What the task asks
Would you please reproduce all the entries word for word, minus the pictures?

-*-*-

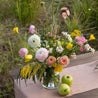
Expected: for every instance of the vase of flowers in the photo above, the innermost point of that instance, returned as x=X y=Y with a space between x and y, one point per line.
x=46 y=55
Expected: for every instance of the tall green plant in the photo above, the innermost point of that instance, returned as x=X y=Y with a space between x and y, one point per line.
x=27 y=10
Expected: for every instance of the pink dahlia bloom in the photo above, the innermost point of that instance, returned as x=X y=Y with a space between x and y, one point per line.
x=23 y=52
x=51 y=60
x=81 y=49
x=80 y=40
x=63 y=60
x=65 y=9
x=41 y=54
x=31 y=29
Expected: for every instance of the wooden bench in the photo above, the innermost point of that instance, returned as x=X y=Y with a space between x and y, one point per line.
x=84 y=85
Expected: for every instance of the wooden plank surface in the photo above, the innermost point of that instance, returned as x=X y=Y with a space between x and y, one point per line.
x=85 y=84
x=81 y=59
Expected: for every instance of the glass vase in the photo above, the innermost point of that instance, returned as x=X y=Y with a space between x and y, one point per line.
x=51 y=82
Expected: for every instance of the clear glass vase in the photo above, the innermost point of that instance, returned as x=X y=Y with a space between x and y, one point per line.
x=52 y=83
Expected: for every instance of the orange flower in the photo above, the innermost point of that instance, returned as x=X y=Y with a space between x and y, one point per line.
x=63 y=60
x=51 y=60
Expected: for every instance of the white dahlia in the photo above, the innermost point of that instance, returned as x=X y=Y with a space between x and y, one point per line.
x=34 y=41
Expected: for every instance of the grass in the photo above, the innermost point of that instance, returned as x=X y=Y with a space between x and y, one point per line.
x=47 y=16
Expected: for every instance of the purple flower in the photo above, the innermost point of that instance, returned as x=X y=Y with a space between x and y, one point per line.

-*-*-

Solution
Expected: for every instance of the vase of flowers in the photo above, the innermost point of that instance, returned as x=X y=Y with a space between x and y, one point per line.
x=46 y=55
Expected: for every instance of the tall green plant in the photo above, the innermost point of that instance, returned as x=X y=Y with a space between x and y, one point per line.
x=27 y=10
Expected: for every instance of the pink dahlia bloom in the photo above, the innermost point of that instance, returned as x=X y=Y with a space between x and y, one point per line.
x=23 y=52
x=51 y=60
x=81 y=49
x=80 y=40
x=63 y=60
x=65 y=9
x=41 y=54
x=31 y=29
Expected: for every instance of the wooden bench in the photo above, the innermost point of that instance, returned as x=X y=Y with a space between x and y, one point per line.
x=84 y=85
Expected: for every instance of the wooden plank surface in the photo above, the innermost point of that instance, returned as x=X y=Y with a space between x and y, one point per line.
x=85 y=84
x=81 y=59
Expected: for every instance of the glass vase in the photo above, the innermost point of that instance, returned as x=X y=Y with a space between x and y, one point per line.
x=51 y=82
Expected: for every instance of the clear glass vase in the photo above, the innermost point of that instance, returned as x=X y=Y with a space between x and y, one point per line.
x=52 y=83
Expected: for every instance of the orange flower in the photo above, the innermost point of that instance, returned as x=X y=Y with a space between x and y, one point per line.
x=63 y=60
x=51 y=60
Expected: for every instance of the white dahlia in the photo above, the innermost point of that instance, returned as x=X y=Y with a space between x and y, one point per line.
x=34 y=41
Expected: for every instance of the grass in the photo above, the innermost point of that instance, returned as x=X y=Y with a space between x and y, one point per line.
x=47 y=16
Expected: for every instance of the purple flower in the photo above, the innermost point of that instance, returned as x=X y=Y with a space between x and y, one point per line.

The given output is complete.